Cosmos DB data transactions increased 42% year over year.
Data stored in Fabric's multi-cloud data lake, OneLake, increased 46% quarter over quarter.
GitHub revenue accelerated to over 40% year over year, driven by all our platform growth and adoption of GitHub Copilot, the world's most widely deployed AI developer tool. We now have over 1.3 million paid GitHub Copilot subscribers, up 30% quarter over quarter, and more than 50,000 organizations use GitHub Copilot.
Azure’s AI approach is based on the “Copilot Stack”. If a customer just wants applications, they can buy Copilot (or one of the many variations). If a customer wants to build their apps, they can use Azure OpenAI. If a customer wants to train their own models, they can leverage Microsoft’s partnership with Nvidia for data center GPUs:
Microsoft continues to execute on revenue-generating AI applications better than any other software provider.

■ ■ ■ ■ ■

> Your goal
From the passage on Microsoft's cloud and AI growth, extract word for word the part that opens with the words containing "Azure’s AI approach" and closes with "other software provider.".

> Dataset excerpts
■ ■ ■ ■ ■

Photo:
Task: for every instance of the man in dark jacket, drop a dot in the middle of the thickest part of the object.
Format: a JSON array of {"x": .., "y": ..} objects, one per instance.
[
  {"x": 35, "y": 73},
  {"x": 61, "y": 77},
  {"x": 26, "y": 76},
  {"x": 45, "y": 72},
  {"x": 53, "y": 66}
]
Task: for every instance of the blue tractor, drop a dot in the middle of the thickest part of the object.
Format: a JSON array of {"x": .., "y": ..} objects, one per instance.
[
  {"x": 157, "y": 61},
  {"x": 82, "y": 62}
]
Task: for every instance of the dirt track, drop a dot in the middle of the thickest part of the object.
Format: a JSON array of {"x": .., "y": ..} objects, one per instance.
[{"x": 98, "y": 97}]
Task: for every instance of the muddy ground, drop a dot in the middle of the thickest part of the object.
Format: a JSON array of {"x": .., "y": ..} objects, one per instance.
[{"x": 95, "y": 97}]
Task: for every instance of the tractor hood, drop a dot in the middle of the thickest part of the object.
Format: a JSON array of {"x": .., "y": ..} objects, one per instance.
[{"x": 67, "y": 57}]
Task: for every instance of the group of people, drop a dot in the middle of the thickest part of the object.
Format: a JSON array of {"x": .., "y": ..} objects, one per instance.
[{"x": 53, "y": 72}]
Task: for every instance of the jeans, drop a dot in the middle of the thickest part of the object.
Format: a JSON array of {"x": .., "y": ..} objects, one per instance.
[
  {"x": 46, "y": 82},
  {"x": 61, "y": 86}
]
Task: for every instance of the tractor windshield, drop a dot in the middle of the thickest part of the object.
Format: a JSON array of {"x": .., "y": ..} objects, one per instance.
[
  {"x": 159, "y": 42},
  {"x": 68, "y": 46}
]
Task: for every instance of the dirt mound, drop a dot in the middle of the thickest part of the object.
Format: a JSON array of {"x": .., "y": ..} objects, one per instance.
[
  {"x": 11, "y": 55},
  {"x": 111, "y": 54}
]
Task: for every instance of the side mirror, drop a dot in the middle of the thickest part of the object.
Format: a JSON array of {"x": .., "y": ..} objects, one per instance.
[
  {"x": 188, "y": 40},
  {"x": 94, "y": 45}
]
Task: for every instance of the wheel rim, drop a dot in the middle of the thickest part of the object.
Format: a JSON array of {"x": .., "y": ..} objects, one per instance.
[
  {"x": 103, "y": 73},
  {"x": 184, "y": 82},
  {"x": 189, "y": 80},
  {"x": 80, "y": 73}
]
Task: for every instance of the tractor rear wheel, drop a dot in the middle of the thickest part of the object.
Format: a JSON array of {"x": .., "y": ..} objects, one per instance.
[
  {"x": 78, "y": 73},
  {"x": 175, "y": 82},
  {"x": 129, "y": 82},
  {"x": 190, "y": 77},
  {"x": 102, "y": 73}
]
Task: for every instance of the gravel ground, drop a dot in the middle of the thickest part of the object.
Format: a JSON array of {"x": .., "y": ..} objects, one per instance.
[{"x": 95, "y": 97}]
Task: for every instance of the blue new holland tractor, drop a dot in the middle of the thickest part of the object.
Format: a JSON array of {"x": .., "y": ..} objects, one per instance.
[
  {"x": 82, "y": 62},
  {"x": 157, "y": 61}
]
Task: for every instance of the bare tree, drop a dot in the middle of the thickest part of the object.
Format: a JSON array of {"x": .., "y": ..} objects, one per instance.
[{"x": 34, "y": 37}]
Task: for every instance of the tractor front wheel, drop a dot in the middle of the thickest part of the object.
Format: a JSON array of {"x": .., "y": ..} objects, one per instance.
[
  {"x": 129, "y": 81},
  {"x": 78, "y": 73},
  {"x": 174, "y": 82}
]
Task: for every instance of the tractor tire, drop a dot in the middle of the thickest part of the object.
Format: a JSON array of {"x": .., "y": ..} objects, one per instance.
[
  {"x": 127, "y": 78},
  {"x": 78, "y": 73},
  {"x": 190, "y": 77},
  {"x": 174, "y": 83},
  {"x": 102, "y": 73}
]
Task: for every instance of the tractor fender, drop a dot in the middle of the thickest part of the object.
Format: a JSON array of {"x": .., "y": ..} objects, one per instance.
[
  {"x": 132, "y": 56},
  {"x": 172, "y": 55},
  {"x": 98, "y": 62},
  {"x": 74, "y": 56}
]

■ ■ ■ ■ ■

> Output for this task
Azure’s AI approach is based on the “Copilot Stack”. If a customer just wants applications, they can buy Copilot (or one of the many variations). If a customer wants to build their apps, they can use Azure OpenAI. If a customer wants to train their own models, they can leverage Microsoft’s partnership with Nvidia for data center GPUs:
Microsoft continues to execute on revenue-generating AI applications better than any other software provider.